>>>>>

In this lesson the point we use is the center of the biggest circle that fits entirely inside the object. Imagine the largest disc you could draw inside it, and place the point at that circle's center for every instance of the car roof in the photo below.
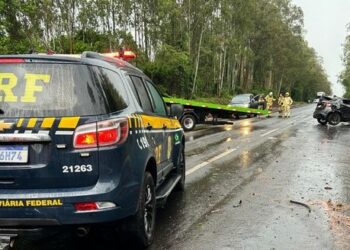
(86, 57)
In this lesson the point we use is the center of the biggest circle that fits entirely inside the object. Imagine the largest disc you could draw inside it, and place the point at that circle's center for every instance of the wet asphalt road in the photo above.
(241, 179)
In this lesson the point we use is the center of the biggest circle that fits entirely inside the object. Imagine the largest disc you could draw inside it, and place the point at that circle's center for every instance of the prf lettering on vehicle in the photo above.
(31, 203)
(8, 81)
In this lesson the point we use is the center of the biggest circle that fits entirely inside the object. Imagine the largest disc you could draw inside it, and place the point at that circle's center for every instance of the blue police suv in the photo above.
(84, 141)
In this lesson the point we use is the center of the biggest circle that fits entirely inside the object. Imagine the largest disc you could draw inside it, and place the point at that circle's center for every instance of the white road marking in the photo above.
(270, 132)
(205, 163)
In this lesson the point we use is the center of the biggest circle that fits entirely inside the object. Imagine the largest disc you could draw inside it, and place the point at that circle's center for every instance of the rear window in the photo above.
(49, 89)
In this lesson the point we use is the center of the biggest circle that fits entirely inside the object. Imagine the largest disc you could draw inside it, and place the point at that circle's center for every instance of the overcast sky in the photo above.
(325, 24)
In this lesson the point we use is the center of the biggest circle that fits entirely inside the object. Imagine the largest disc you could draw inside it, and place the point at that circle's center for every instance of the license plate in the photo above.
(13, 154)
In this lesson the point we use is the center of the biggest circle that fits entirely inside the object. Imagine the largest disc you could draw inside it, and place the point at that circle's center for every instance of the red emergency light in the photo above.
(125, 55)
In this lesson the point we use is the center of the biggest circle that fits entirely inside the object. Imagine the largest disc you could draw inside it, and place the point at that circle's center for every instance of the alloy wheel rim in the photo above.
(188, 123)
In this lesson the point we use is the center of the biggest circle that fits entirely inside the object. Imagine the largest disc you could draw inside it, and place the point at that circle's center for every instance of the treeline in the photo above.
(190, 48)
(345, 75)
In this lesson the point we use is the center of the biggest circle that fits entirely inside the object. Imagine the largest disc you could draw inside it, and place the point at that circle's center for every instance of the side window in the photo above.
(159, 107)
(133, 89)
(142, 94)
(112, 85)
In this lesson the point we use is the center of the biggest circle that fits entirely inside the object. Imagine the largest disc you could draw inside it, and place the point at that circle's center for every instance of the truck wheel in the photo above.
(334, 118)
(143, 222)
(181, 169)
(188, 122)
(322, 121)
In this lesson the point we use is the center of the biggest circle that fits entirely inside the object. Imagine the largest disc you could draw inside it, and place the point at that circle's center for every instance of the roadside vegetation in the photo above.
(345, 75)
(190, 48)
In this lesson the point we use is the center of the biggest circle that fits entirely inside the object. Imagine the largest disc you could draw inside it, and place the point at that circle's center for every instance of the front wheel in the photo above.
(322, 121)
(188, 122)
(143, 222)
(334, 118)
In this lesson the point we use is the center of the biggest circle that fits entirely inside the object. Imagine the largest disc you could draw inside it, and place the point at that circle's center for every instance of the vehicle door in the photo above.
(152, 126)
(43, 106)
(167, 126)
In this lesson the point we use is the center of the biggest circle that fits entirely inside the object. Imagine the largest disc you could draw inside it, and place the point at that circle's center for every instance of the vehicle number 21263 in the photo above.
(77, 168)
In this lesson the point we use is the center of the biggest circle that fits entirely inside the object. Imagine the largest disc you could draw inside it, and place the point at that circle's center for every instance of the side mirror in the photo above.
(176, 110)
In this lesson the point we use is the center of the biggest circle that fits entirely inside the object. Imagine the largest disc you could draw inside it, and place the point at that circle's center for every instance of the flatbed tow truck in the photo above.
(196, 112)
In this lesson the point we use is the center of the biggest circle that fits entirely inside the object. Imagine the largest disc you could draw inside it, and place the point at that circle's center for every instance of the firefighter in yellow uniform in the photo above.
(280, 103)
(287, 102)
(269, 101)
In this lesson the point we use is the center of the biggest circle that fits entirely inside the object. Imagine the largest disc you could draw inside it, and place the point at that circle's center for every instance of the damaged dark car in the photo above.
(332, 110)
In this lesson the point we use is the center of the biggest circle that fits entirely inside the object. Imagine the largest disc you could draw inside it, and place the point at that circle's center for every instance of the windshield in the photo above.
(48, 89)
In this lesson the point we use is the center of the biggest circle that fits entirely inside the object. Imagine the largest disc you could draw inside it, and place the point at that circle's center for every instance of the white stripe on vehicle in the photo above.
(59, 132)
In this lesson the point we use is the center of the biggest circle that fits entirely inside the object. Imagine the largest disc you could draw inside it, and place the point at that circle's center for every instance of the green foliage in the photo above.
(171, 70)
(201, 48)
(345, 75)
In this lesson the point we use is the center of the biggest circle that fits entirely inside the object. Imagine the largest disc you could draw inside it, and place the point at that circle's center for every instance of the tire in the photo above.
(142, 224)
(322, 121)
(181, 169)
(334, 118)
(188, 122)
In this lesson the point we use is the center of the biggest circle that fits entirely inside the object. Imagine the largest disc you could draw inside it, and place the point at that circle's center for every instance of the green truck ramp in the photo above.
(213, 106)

<<<<<

**Given request**
Rewrite all the records above, replacing "photo" with "image" each time it appears and changing nothing else. Omit the pictures from your version.

**Solution for this task**
In this lesson the point we use is the center of the biggest circle that fits entirely inside the object. Imagine the largest disc you could draw inside it, and place the point at that circle's center for every instance of the car roof in the image below.
(86, 57)
In this lesson the point we use is the center of the biggest circle that fits entirely inside the object. Imagine the largest disc you could draw inside it, and place the point at that circle's center for every instance of the wet asphalt road in the image above.
(241, 179)
In this lesson the point we use is the center of the biggest circle that fits entirely inside the object. Imagine the largest disc you could draw inside it, and place the point at that circle's center for every instance of the prf lettering on vehicle in the image above.
(31, 203)
(8, 81)
In this lesson the point we use is the center of the biggest circle that fits entirely inside the object. Imagine the largest disc you could draw inside it, and place the point at that circle's center for every instance of the blue police suv in the image above.
(84, 141)
In this lesson the point we use is the center of the biggest circle that fits entirely inside the object. Imagine the largest disc you could draw inside it, and place the point at that circle's center for every instance of the white road marking in the image above.
(270, 132)
(205, 163)
In this lesson the point we use is the center of the biggest circle that fits entirely inside the object. Imagine the largest disc you could draw inside it, and place the point at that circle's center for every instance of the rear window in the image above.
(49, 89)
In this lesson the point we use is the center of the biggest circle that fits entirely inside the object. Imagine the largest disc you could draw inside it, and place the point at that circle's center for every instance of the overcast sky in the image above.
(325, 24)
In this lesson the point we use is the center of the biggest circle that fits entirely inside the object. Imagine the largest disc you could draw inside it, and place the point at that circle's center for every instance of the license plate in the image above.
(13, 154)
In this lesson the point we use is the center of the biggest circle that fits entirely inside the object. Imagine the largest disc you could draw inside it, and place the point at that circle's center for every instance of the red emergency light in the image above.
(125, 55)
In this lesson the point we use is the center of the biggest circle that fits entirely inside the object. Imagine the largest disc you could draw inside it, and place the point at that circle's center for every instance of the alloy wheel rim in the image above.
(188, 123)
In this lesson the point we use is the center of the biggest circle that fits entirely inside the object. Imagine the largest disc you could draw inside it, and place the point at that circle's center for every instance of the treeline in the image above.
(190, 48)
(345, 75)
In this lesson the point we use is the center of the biggest circle that fits entirely inside the object. Imagine the largest disc you could draw inside it, and place the point at that circle's center for every instance of the side window in the image above.
(159, 107)
(133, 89)
(142, 94)
(112, 85)
In this lesson the point we use is the center of the biggest circle that fits entirely inside the object. Imagine the largest disc you could draw inside it, and place the point at that circle's center for every instance of the truck wheel in the image above.
(334, 118)
(143, 222)
(181, 169)
(188, 122)
(322, 121)
In this lesson the point we use is the center of the biggest circle that fits entirely inside the object. Imagine the largest disc you could draw inside it, and place the point at that circle's center for every instance of the roadside vegetation in the image above.
(345, 75)
(190, 48)
In this lesson the point we use is the center of the biggest circle that fits entirely inside the object. Imagine the largest disc you could draw inside it, and place the point at that circle's center for every instance of the front wheel in the image above.
(322, 121)
(188, 122)
(143, 222)
(334, 118)
In this lesson the point we use is the center of the biggest circle that fits entirely inside the object. Imagine the largest disc you could draw inside it, and place the point at that circle's center for every instance of the vehicle door in the image above.
(152, 126)
(43, 106)
(167, 126)
In this lesson the point we use is the center of the biggest circle that fits entirely inside the object. Imagine the largest disc you could draw inside it, and place the point at that circle's center for every instance of the vehicle number 21263 in the image above.
(77, 168)
In this lesson the point we use is the center of the biggest circle that fits entirely inside the object. Imagine the largest disc you could draw inside it, and place the point at that circle's center for every instance of the side mirror in the image above.
(176, 110)
In this lesson the point we use is the center of the biggest circle that fits entirely inside the object. Imagine the largest disc you could draw inside it, and place the point at that circle's center for every instance of the flatbed tow truck in the image above.
(196, 112)
In this lesson the point we use is the center of the biggest circle that fits entirely inside the object. Imagine the largest disc you could draw inside it, and place the point at that circle's center for every instance of the firefighter in yellow uniform in the image above.
(280, 103)
(287, 102)
(269, 101)
In this lesson the point we use is the center of the biggest circle that fits entirely inside the object. Imagine the largest disc you could draw inside it, and place the point at that circle's center for every instance of the damaged dark car in the image above.
(332, 110)
In this lesson the point we use is the center of the biggest circle that fits entirely inside the object. Imagine the largest disc you could draw inside it, and place the point at that circle's center for every instance of the windshield in the image above.
(48, 89)
In this lesson the point we use is the center of the biggest circle that fits entirely inside the object. Imagine the largest disc you could draw inside it, and place the point at that circle's center for every instance of the white stripe on vehicle in the image above.
(59, 132)
In this lesson the point we use is the center of the biggest circle that fits entirely inside the object. Imagine the largest disc you could draw inside it, and place the point at that circle's center for every instance of the green foliage in the image above.
(171, 70)
(201, 48)
(345, 75)
In this lesson the point we use is the center of the biggest circle that fits entirely inside the object. Imagine the largest disc you could draw inside it, and place the point at that circle's center for every instance of the tire in the image above.
(142, 224)
(322, 121)
(181, 169)
(334, 118)
(188, 122)
In this lesson the point we use is the center of the biggest circle that fits entirely inside the object. Imagine the largest disc you could draw inside it, and place the point at that circle's center for every instance of the green truck ramp in the image above.
(213, 106)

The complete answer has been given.